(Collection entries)
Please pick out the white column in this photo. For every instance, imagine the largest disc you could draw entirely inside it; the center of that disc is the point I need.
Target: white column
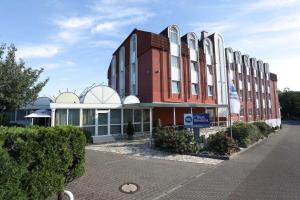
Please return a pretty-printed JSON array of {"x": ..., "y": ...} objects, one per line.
[
  {"x": 53, "y": 117},
  {"x": 80, "y": 117},
  {"x": 122, "y": 121},
  {"x": 151, "y": 124},
  {"x": 16, "y": 114},
  {"x": 174, "y": 116},
  {"x": 108, "y": 122},
  {"x": 96, "y": 123},
  {"x": 142, "y": 121},
  {"x": 67, "y": 116}
]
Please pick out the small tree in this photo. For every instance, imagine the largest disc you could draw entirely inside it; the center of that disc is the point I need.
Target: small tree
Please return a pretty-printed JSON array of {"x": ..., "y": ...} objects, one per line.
[
  {"x": 130, "y": 130},
  {"x": 18, "y": 85}
]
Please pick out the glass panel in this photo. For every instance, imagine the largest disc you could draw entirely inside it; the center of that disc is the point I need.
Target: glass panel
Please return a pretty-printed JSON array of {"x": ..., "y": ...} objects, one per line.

▶ [DIRECTIONS FOR THIS TASK]:
Please reproduce each entry exactly as given and omit the pictures.

▶ [TASK OUTPUT]:
Please pick out the white column in this photo. For every instance, imagine the largest disc you could draw entirely inside it; the center of that disc is the point I need.
Target: white column
Please return a pretty-printed JSON array of {"x": ..., "y": ...} objects, one per line.
[
  {"x": 53, "y": 117},
  {"x": 80, "y": 117},
  {"x": 122, "y": 121},
  {"x": 151, "y": 124},
  {"x": 16, "y": 114},
  {"x": 174, "y": 116},
  {"x": 108, "y": 122},
  {"x": 96, "y": 123},
  {"x": 142, "y": 121},
  {"x": 67, "y": 116}
]
Please pick out the small tree in this photo. For every instance, imagine the largest disc you could draw entirely inside it; the center of that disc is the point I need.
Target: small tree
Please return a pretty-printed JSON array of {"x": ..., "y": ...} objects, one per line.
[
  {"x": 130, "y": 130},
  {"x": 18, "y": 85}
]
Please pick out the glass panel in this photo. For every instance, imagine the largest disc you could draw entirely inside it; the center of that disc is the point I need.
Target: glass panel
Please return a pretty-printed JSON array of {"x": ..., "y": ...} objects, one per line.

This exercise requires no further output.